=== What is needed ===
Output the lines of the material below as a numbered list, from the line with "The target of" through the line with "94L314 140L321 168L313", both included. Leave out any blank lines.

Recorded data

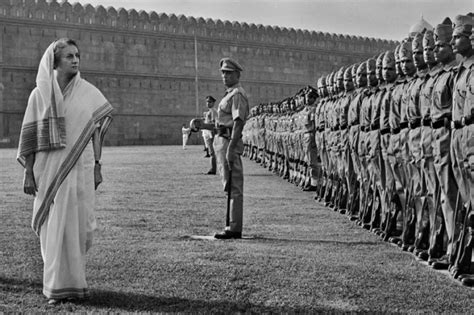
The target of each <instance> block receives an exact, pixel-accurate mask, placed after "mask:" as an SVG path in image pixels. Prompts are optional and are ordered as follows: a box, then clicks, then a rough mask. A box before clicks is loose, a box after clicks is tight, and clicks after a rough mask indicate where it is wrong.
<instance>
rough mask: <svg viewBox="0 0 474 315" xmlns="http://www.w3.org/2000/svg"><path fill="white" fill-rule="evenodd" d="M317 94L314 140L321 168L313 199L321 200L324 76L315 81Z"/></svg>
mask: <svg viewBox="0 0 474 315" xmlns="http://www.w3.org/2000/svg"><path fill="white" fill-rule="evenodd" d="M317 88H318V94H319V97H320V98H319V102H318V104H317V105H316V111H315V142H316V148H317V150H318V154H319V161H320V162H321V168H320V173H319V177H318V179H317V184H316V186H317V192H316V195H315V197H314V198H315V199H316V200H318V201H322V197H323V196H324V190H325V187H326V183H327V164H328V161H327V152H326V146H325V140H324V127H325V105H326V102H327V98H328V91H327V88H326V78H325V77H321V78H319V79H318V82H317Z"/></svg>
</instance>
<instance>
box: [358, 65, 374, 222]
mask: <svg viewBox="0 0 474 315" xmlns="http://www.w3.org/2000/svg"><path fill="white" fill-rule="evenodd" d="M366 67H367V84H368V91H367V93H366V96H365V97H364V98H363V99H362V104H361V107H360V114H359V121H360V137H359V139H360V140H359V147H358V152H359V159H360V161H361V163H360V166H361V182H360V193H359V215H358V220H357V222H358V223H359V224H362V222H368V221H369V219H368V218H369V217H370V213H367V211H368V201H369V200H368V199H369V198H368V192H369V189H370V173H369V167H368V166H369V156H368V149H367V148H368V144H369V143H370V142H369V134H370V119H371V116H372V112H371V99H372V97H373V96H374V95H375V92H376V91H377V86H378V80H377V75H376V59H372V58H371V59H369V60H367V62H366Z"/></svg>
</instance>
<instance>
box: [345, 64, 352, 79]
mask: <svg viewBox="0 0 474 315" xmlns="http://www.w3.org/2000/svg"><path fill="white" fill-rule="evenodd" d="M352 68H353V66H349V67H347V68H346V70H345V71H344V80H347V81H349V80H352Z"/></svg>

...

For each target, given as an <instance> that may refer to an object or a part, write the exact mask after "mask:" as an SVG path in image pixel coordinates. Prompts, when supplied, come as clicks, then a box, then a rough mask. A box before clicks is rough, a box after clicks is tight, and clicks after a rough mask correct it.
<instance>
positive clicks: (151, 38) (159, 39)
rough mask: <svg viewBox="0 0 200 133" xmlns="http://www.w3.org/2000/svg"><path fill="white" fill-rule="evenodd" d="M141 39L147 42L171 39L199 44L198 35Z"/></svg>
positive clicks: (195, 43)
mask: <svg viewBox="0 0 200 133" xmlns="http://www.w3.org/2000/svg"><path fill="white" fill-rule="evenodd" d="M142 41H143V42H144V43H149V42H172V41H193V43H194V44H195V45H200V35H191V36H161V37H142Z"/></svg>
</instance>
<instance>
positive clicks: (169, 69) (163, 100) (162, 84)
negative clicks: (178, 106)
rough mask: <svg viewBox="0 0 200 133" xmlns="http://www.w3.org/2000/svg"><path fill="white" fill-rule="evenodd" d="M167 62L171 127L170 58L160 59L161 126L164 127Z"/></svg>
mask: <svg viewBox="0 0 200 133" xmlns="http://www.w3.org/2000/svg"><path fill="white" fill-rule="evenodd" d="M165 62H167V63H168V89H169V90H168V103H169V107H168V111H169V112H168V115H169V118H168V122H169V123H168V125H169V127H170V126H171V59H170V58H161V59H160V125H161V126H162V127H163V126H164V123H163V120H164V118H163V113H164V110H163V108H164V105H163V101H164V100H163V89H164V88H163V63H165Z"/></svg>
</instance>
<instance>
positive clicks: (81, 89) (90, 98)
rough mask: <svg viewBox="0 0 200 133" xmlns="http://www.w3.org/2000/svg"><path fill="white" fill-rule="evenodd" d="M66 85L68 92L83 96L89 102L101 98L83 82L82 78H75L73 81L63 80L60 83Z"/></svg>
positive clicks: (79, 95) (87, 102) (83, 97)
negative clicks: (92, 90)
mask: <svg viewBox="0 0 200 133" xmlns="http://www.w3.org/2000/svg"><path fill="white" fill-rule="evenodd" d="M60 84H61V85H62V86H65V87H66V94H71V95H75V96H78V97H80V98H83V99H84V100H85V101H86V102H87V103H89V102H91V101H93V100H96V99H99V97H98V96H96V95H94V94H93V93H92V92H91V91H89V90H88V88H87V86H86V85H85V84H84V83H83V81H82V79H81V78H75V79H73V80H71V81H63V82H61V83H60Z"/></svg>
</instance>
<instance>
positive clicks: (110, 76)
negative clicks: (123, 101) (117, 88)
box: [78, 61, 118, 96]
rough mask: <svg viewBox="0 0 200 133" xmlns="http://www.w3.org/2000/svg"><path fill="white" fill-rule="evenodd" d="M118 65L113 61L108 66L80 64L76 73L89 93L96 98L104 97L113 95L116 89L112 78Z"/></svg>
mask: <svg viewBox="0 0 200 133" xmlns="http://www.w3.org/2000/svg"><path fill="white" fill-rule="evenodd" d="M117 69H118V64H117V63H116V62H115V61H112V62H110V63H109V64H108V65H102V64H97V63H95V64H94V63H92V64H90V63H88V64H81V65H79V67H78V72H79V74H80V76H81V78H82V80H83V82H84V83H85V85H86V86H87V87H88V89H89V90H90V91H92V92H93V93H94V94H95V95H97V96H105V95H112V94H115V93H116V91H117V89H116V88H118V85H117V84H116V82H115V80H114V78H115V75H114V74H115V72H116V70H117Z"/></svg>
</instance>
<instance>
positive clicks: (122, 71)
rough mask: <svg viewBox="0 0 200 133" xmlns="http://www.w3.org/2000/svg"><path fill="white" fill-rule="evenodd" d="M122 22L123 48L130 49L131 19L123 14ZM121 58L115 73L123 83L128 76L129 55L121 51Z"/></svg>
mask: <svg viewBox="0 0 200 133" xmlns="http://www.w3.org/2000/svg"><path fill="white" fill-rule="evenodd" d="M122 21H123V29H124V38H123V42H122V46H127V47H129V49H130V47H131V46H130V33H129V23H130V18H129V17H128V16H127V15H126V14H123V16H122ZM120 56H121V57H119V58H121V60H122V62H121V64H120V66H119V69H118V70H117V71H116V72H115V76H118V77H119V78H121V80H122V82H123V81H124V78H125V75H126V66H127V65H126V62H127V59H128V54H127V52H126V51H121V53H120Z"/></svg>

=== Exercise response ===
1. The target of each <instance> block receives an exact, pixel-accurate mask, placed after "mask:" as an SVG path in image pixels. Prompts are optional and are ordered as follows: a box, then clicks, then a rough mask. A box before clicks is loose, a box after clicks is tight, and clicks after a rough mask indicate where it is wrong.
2. <instance>
3. rough mask: <svg viewBox="0 0 474 315" xmlns="http://www.w3.org/2000/svg"><path fill="white" fill-rule="evenodd" d="M317 94L314 140L321 168L313 199L321 200L324 76L315 81Z"/></svg>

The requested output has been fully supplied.